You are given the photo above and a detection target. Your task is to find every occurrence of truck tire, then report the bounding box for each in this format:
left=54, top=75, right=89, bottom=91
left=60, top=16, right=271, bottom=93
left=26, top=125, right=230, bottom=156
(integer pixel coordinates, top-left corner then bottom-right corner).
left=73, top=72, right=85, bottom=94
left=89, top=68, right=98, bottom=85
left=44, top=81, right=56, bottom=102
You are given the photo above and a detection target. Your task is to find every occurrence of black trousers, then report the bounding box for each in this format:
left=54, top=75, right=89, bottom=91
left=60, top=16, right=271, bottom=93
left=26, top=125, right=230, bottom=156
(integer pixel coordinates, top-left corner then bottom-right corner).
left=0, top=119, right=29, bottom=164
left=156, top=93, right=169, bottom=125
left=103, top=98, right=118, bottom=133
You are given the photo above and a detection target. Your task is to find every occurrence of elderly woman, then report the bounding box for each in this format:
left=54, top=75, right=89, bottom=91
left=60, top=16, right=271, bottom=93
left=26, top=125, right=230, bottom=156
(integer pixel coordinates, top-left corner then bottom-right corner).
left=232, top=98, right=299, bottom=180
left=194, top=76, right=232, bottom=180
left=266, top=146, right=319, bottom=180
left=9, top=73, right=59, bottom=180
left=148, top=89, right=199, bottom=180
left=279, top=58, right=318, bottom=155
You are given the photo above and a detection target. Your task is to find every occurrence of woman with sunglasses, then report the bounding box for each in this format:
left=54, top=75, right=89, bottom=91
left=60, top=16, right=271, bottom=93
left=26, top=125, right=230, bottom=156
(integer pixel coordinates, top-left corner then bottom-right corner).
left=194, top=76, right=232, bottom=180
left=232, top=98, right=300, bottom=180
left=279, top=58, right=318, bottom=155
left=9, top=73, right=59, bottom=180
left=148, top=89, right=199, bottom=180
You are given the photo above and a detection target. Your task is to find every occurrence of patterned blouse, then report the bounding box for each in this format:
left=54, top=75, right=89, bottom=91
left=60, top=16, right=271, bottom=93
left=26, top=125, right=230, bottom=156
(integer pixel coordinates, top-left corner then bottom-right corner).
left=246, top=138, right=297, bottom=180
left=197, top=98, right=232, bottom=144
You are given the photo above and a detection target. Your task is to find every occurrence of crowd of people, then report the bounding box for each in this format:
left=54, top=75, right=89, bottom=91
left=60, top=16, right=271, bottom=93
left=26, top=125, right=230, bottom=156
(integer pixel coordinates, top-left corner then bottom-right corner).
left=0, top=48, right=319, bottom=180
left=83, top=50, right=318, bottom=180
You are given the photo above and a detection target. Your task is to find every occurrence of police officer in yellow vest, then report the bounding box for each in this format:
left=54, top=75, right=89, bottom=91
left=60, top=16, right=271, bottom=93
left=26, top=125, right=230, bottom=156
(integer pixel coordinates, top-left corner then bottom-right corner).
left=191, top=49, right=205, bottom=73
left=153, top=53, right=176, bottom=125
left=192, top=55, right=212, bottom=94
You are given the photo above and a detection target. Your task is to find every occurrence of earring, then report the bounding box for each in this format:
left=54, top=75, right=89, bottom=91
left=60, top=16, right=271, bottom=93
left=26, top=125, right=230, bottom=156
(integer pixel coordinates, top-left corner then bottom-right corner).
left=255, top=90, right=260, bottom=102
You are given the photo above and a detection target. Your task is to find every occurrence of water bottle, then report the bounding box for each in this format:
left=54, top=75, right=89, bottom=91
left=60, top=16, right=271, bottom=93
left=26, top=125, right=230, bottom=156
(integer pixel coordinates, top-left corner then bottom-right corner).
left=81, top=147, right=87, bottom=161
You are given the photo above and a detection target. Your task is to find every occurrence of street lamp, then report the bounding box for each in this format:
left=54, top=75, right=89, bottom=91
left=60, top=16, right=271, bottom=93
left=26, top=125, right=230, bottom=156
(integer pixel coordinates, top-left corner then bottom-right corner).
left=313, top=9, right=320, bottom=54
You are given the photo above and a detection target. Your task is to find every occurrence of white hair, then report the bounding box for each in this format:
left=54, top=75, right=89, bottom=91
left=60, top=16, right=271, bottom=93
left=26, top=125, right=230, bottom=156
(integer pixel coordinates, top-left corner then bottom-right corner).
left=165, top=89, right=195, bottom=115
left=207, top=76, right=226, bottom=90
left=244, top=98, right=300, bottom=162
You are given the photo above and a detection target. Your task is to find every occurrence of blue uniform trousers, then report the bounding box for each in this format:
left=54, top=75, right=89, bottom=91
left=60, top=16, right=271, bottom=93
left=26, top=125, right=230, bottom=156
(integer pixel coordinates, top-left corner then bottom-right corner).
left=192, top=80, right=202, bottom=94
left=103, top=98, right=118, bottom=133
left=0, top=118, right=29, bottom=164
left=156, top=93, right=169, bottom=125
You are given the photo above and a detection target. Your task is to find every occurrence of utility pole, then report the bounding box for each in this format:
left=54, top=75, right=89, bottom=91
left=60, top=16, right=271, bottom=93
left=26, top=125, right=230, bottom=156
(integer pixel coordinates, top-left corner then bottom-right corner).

• • •

• **WHAT THE TASK REQUIRES**
Rewrite all of the records above with "detection target" switched to "object class" and every other word kept the same.

• **COMPLETE OUTPUT**
You are given the photo above and a object class. Your task is to find every occurrence of truck tire, then report the bounding box for each in this format:
left=54, top=75, right=89, bottom=91
left=60, top=16, right=271, bottom=93
left=26, top=125, right=230, bottom=156
(integer pixel coordinates, top-left corner then bottom-right corner).
left=73, top=72, right=85, bottom=94
left=89, top=68, right=98, bottom=85
left=44, top=81, right=56, bottom=102
You are given the photo above and a object class. Your task is to find every occurrence of black trousers, then report the bounding box for each in this format:
left=54, top=75, right=89, bottom=91
left=60, top=16, right=271, bottom=93
left=26, top=125, right=230, bottom=156
(integer pixel coordinates, top-left corner then bottom-right corner).
left=0, top=119, right=29, bottom=164
left=156, top=93, right=169, bottom=125
left=103, top=98, right=118, bottom=133
You are given the photo above and a object class. Your task is to find every occurrence of elderly woman, then report the bounding box for each in this format:
left=54, top=75, right=89, bottom=91
left=60, top=16, right=271, bottom=93
left=26, top=125, right=230, bottom=156
(integer pixel coordinates, top-left corner then bottom-right corner).
left=232, top=98, right=299, bottom=180
left=194, top=76, right=232, bottom=180
left=266, top=146, right=319, bottom=180
left=9, top=73, right=59, bottom=180
left=148, top=89, right=199, bottom=180
left=279, top=58, right=318, bottom=155
You are given the photo above and a object class. Your task is to find every occurrence of woman with sunglasses, then report the bounding box for each in this format:
left=54, top=75, right=89, bottom=91
left=60, top=16, right=271, bottom=93
left=26, top=125, right=230, bottom=156
(integer pixel coordinates, top-left corner then bottom-right corner).
left=194, top=76, right=232, bottom=180
left=232, top=98, right=300, bottom=180
left=279, top=58, right=318, bottom=155
left=9, top=73, right=59, bottom=180
left=148, top=89, right=199, bottom=180
You are given the photo above and a object class. Your task is to find every occurrence of patterned blouse, then report the bounding box for each in this format:
left=54, top=75, right=89, bottom=91
left=60, top=16, right=271, bottom=93
left=26, top=125, right=230, bottom=156
(integer pixel coordinates, top-left corner then bottom-right corner).
left=246, top=138, right=297, bottom=180
left=197, top=98, right=232, bottom=144
You are given the photo above and a object class. Your task is to find every occurrence of crowd of people, then report the bounding box for each in this format:
left=54, top=75, right=89, bottom=91
left=60, top=16, right=271, bottom=93
left=26, top=125, right=230, bottom=156
(integer pixel coordinates, top-left corner then bottom-right corner).
left=0, top=48, right=319, bottom=180
left=83, top=50, right=318, bottom=180
You are given the photo above and a object class. Your task is to find every occurrence of police officer in yellow vest, then report the bounding box for each in this format:
left=54, top=75, right=89, bottom=91
left=60, top=16, right=271, bottom=93
left=26, top=125, right=230, bottom=156
(integer pixel coordinates, top-left corner then bottom-right corner).
left=191, top=49, right=205, bottom=73
left=153, top=53, right=176, bottom=125
left=192, top=55, right=212, bottom=94
You are given the photo above and a object class. Your task is to find every occurrence of earring, then report the bounding box for each in this format:
left=54, top=75, right=89, bottom=91
left=60, top=16, right=271, bottom=93
left=26, top=125, right=230, bottom=156
(integer pixel coordinates, top-left corner then bottom-right corner).
left=255, top=90, right=260, bottom=102
You are given the photo above and a object class. Your task is to find every occurrence of water bottle, then report the bounding box for each in this format:
left=54, top=75, right=89, bottom=91
left=60, top=16, right=271, bottom=93
left=26, top=125, right=230, bottom=156
(integer pixel coordinates, top-left corner then bottom-right corner).
left=81, top=147, right=87, bottom=161
You are given the photo above and a object class. Your task is to find every occurrence of street lamp, then report the bounding box for each in this format:
left=54, top=75, right=89, bottom=91
left=60, top=16, right=271, bottom=93
left=26, top=125, right=230, bottom=156
(integer pixel coordinates, top-left corner then bottom-right corner).
left=313, top=9, right=320, bottom=54
You are given the photo above and a object class. Your task is to find every occurrence of white hair, then report the bounding box for each in this format:
left=54, top=75, right=89, bottom=91
left=60, top=16, right=271, bottom=93
left=26, top=125, right=230, bottom=156
(integer pixel coordinates, top-left corner then bottom-right corner).
left=165, top=89, right=195, bottom=115
left=207, top=76, right=226, bottom=90
left=244, top=98, right=300, bottom=162
You are given the photo above and a object class. Your task is to find every occurrence of blue uniform trousers, then report the bounding box for each in this format:
left=54, top=75, right=89, bottom=91
left=60, top=16, right=271, bottom=93
left=26, top=125, right=230, bottom=156
(integer pixel coordinates, top-left corner then bottom-right corner).
left=192, top=80, right=202, bottom=94
left=103, top=98, right=118, bottom=133
left=0, top=118, right=29, bottom=164
left=156, top=93, right=169, bottom=125
You are given the photo above and a object class. Your task is to find every occurrence of utility pole, then report the bounding box for each in this format:
left=54, top=75, right=89, bottom=91
left=60, top=16, right=271, bottom=93
left=26, top=125, right=230, bottom=156
(integer pixel coordinates, top-left corner then bottom-right corner).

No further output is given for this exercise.